EXERCISE REQUIREMENTS:
Can you carry on the article about night running in Kenya, picking up after its final sentence?

--- EXTRACT TO READ ---

Kenya's 'night runner': How a rural ritual with links to witchcraft became an urban staple

National
By The Conversation | Jan 16, 2026

 

A graphic illustration of Night Runners in Embakasi. [File, Standard]

In parts of Kenya, Uganda and Tanzania, it is not uncommon to hear of individuals who run naked at night. They cause trouble and instil fear in the neighbourhood. They throw stones on rooftops, make animal noises, bang on windows and doors, and chase night travellers.

In Kenya, the practice is called night running, or night dancing in parts of Tanzania and Uganda. It is claimed to be a form of spiritual possession in the communities where it is rampant.

Night runners are largely left to their own devices, but there is a sense of stigma attached to the practice.

I am a cultural studies researcher and wanted to explore how night running is seen in popular culture through fictionalised print media narratives or other appropriations. I set out to study the concept of night running as practised in rural communities in western Kenya, as well as its adoption in cities.

I conducted interviews with informants from Kisumu and Vihiga counties in western Kenya to examine the ritual and its marginal taboo position. The ritual exists on the margins because it’s a practice deemed unacceptable in public. I also examined Kenyan newspaper archives between 1990 and 2020 to trace the transformation of public discourse around night running. These articles and letters to the editor acted as a repository of understanding by Kenyans from different regions about night running.

I found that in the 1990s, newspapers reporting on night running largely exposed the ritual and its perceived links to witchcraft. Most of the reports captured the violence meted out on suspected night runners, or reflected on cases of night runners causing havoc.

These references to either night running or witchcraft appeared as hard news and in letters to the editor. They illustrated heightened stigma. In one letter to the editor published on 20 February 1993 in Kenya’s oldest newspaper, The Standard, a reader observes

The decision to burn alive the wizards and witchcrafts as reported by the daily newspapers in Kisii district was an action long overdue … I find it difficult to condone their action and say that was a job well done. Wizards have done worse and have retarded developments.

--- DATASET EXCERPTS ---

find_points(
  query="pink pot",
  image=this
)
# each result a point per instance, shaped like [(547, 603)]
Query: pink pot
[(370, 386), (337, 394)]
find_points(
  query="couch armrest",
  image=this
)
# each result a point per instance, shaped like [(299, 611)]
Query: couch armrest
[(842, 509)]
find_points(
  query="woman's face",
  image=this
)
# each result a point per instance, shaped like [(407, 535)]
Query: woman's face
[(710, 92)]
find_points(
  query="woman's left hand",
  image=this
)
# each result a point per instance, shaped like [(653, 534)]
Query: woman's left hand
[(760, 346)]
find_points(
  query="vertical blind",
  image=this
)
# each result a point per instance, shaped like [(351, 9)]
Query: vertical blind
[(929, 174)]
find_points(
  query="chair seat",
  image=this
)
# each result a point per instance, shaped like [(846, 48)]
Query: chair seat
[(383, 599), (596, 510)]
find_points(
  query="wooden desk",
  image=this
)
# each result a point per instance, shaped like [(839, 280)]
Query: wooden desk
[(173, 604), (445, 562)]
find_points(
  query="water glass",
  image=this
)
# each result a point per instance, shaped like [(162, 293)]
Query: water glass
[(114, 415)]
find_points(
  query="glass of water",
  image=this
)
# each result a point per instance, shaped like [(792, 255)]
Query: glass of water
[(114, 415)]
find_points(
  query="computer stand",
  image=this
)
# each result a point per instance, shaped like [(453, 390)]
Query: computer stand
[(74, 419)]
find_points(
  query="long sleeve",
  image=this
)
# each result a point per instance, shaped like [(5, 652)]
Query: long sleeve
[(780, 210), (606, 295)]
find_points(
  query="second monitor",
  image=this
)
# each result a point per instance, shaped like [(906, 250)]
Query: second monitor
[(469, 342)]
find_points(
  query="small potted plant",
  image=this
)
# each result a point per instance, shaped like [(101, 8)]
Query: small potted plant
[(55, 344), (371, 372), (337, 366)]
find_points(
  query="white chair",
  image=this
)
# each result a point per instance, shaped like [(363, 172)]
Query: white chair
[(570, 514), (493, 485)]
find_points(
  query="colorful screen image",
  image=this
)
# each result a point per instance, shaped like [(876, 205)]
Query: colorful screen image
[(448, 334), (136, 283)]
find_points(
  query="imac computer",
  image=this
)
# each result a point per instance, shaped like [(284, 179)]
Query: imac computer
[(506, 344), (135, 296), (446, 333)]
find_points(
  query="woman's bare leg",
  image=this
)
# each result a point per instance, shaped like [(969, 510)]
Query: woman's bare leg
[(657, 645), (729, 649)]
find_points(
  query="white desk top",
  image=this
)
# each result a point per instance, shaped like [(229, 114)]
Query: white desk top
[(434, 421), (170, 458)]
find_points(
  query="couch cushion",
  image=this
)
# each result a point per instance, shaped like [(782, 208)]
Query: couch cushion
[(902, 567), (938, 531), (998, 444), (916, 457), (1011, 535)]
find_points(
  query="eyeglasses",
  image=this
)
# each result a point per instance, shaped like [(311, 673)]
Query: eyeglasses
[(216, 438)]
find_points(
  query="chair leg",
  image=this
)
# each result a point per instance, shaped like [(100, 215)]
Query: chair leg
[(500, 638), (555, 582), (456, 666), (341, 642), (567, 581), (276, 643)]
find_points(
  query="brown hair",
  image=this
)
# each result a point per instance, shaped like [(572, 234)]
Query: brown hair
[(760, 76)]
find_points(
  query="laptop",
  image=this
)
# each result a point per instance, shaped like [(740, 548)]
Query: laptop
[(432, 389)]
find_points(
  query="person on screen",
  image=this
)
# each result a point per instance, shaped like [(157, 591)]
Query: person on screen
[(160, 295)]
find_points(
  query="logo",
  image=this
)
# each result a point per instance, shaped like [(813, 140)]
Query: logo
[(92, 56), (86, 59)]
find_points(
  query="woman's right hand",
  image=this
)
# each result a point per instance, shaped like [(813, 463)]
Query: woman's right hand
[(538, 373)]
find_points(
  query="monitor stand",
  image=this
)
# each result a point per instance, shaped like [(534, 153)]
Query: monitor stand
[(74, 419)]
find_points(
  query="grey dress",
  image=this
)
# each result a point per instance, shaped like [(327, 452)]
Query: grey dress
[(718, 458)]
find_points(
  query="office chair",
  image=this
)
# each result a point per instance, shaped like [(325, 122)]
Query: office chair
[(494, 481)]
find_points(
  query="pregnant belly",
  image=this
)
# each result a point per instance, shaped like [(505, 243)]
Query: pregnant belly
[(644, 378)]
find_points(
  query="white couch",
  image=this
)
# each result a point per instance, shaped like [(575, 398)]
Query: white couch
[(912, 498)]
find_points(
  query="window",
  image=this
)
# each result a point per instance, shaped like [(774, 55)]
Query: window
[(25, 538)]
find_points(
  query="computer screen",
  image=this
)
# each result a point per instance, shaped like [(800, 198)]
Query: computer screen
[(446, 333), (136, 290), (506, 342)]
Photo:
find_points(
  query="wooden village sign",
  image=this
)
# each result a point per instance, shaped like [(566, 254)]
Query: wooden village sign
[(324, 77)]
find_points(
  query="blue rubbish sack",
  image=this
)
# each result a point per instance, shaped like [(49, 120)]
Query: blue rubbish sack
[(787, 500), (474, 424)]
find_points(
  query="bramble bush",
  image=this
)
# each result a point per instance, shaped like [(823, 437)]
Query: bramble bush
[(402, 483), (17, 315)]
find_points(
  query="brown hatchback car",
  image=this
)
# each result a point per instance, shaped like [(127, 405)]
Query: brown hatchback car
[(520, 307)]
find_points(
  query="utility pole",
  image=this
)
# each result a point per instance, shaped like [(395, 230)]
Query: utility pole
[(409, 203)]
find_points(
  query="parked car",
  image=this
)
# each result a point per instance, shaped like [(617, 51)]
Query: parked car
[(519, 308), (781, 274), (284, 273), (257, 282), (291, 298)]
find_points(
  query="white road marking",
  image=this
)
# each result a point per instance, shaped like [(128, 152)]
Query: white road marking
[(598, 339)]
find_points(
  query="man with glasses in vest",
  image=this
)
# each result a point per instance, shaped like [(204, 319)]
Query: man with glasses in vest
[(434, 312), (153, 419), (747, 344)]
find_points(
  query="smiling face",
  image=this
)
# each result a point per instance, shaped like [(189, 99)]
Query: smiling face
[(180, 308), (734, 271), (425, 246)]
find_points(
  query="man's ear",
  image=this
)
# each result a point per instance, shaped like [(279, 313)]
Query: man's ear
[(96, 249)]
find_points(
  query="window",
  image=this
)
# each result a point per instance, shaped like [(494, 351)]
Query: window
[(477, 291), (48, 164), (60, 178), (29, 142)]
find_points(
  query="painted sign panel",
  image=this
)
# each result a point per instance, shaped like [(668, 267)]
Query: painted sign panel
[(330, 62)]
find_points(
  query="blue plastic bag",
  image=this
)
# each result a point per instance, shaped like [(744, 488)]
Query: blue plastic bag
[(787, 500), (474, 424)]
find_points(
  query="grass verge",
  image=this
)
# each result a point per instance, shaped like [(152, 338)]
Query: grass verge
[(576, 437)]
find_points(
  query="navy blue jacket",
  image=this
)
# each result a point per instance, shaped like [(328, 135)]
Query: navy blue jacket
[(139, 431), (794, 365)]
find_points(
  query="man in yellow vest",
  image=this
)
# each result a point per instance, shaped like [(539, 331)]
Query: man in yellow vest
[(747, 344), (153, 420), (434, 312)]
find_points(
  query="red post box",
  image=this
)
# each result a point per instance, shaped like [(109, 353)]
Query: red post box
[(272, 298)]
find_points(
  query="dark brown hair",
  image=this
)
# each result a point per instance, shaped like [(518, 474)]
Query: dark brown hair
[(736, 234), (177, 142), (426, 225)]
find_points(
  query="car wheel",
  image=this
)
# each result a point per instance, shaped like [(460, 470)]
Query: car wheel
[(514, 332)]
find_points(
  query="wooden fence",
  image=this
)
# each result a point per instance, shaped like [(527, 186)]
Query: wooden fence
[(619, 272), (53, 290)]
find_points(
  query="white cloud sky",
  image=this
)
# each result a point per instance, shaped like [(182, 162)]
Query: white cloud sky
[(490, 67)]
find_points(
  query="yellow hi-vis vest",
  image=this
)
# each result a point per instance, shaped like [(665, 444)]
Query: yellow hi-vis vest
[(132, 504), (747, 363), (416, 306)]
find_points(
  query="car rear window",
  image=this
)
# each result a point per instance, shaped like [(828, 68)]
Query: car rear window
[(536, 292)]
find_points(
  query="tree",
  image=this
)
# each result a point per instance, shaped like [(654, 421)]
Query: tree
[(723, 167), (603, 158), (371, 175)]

---

THE OUTPUT:
In the post-2000 period, a column titled The Night Runner in The Standard offered a direct modification of the idea of night running. The columnist, Tony Mochama, assumed the persona of a night runner as an alter ego to document his night adventures in the capital, Nairobi. Each week, the column documented different activities, from watching soccer matches to attending parties and official events.

The column co-opted the public’s memory regarding the ritual figure of the night runner. Mochama invoked the night runner as his lens for seeing Nairobi by night. This column, therefore, offered a collective re-imagination. Readers were asked to re-imagine night running as a strategy of seeing, travelling and documenting the city of Nairobi by night.

I found that the inference in the column was that the night is a significant time-space that carries extensive activity and culture. The column presented the night runner as someone who disrupts the logical and accepted order of how to operate at night.

For instance, instead of taking the night as the time of rest, the contemporary night runner works, travels the city and explores its leisure zones.

By describing a night runner as someone who moves against the grain, Mochama turned night running into a metaphor for life in the city after dark. This view enabled his audience to look beyond the stigmatised ritual and imagine its usefulness as a signal for different forms of nightlife.

The contradictions

My study found that Mochama’s articles and others within the popular culture section of newspapers created space for forays into fictional and surreal tales of night running.

These narratives explored the ritual form of night running as defined by the veil of darkness – but also its contradictions in an over-illuminated city space.

The night runner, therefore, captures the anxieties of cityness embodied in the tensions of non-belonging, especially regarding social norms. This is in relation to subjects that exist outside acceptable social norms that dictate the night as a time of rest and sleep. The narratives also raised the complexities of taboo and family in the city, where boundaries are blurred because of the freedoms of urban life.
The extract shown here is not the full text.